**GIVEN EXERCISE A:**
Pull out every line of the entries that contains the string "plant", and copy each one in full. Case counts.

**PASSAGE TO READ:**
====
James Wallace Harris, 4/30/22

“Boobs” by Suzy McKee Charnas

Today’s story at the Best Science Fiction and Fantasy Short Fiction group on Facebook is “Boobs” by Suzy McKee Charnas. You can read it here. In the first comment, Jeppe said he was surprised it won the Hugo, which was my reaction too. It is a slight story about a girl hitting puberty and becoming a werewolf, but it’s been reprinted quite a bit, indicating its popularity. The group is reading Hugo and Nebula Award Winners from Asimov’s Science Fiction edited by Sheila Williams.

So, I asked myself, “Why would this story win an award?” I came up with two theories, neither of which involves the quality of writing.
====
[Location annotation dataset excerpts]
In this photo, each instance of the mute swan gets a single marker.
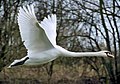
(40, 40)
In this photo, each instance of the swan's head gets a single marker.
(106, 54)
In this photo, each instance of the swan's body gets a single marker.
(40, 40)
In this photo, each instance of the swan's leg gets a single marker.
(19, 62)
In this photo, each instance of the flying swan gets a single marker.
(40, 40)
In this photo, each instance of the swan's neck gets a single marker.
(67, 53)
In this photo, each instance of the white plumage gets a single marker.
(40, 39)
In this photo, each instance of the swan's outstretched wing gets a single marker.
(49, 25)
(34, 37)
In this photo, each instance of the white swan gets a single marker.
(40, 40)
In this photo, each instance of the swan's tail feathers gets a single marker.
(18, 62)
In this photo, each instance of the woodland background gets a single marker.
(82, 25)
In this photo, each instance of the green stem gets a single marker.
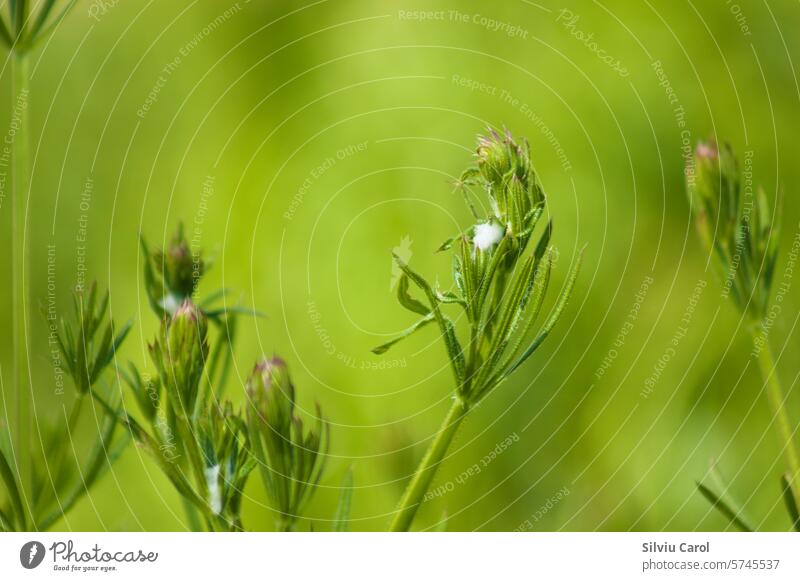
(192, 516)
(20, 178)
(777, 402)
(413, 496)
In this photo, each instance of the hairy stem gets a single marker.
(777, 402)
(20, 190)
(413, 496)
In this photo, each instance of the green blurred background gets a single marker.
(325, 134)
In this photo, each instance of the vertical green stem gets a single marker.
(777, 402)
(20, 180)
(413, 496)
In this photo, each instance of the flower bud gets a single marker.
(272, 395)
(714, 192)
(510, 180)
(180, 354)
(180, 272)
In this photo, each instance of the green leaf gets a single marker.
(791, 502)
(381, 349)
(13, 490)
(441, 526)
(407, 301)
(6, 524)
(454, 350)
(169, 469)
(553, 319)
(342, 518)
(727, 509)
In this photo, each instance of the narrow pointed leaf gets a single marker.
(724, 508)
(342, 518)
(791, 502)
(381, 349)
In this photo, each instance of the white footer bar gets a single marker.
(381, 556)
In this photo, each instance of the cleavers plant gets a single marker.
(205, 447)
(500, 280)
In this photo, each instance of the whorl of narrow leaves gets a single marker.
(736, 225)
(88, 343)
(29, 22)
(291, 458)
(500, 280)
(179, 354)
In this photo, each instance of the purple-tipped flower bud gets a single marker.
(180, 269)
(272, 394)
(510, 180)
(713, 185)
(180, 354)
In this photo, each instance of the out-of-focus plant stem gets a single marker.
(777, 402)
(414, 494)
(20, 189)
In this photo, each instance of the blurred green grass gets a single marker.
(278, 89)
====
**GIVEN EXERCISE B:**
In the blog post, what did Jeppe say in the first comment he was surprised by?

**EXERCISE ANSWER A:**
In this photo, each instance of the cleavers plant gets a single marker.
In this photo, each instance of the out-of-focus plant stem gets a single marker.

**EXERCISE ANSWER B:**
That "Boobs" won the Hugo.